Source data:
/---

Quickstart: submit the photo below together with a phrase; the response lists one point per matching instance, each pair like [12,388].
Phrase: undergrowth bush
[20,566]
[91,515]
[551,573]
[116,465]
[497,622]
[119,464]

\---
/---

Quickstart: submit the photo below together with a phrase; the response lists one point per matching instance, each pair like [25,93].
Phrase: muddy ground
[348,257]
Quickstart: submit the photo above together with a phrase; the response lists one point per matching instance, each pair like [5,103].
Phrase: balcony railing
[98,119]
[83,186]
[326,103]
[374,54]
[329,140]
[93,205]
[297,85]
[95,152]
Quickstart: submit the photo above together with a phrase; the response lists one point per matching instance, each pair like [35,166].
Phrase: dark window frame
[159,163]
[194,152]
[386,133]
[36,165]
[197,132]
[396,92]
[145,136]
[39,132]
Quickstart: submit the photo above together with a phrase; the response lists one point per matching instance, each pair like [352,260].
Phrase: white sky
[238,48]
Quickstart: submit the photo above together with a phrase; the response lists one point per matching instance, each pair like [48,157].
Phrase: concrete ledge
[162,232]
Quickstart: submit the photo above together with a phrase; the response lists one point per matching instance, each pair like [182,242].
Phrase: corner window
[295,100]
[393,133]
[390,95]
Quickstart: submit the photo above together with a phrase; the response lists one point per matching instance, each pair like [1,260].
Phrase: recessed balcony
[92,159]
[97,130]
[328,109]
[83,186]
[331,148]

\---

* Problem to work on: Where a line of the records includes "above", copy it.

* Task answer:
Quickstart: submit the photo above together with a phrase; the response lists one point per matching instance, each pair like [5,103].
Quickstart: submit the photo above together with a phrase; the response lists one point per matching instance, each pair like [35,166].
Quickstart: submit the photo above together with a phrase; the response lists one point per matching instance, each pair like [352,260].
Quickstart: submit the photo above together with a phrase; the response lists one point per matching instance, each pair like [48,157].
Quickstart: submit the photo above together with a phrase; the response lists one point per matching instance, each pair like [182,242].
Quickstart: submit the photo above together with a phrase; the response lists one point per matching instance, each pair like [1,260].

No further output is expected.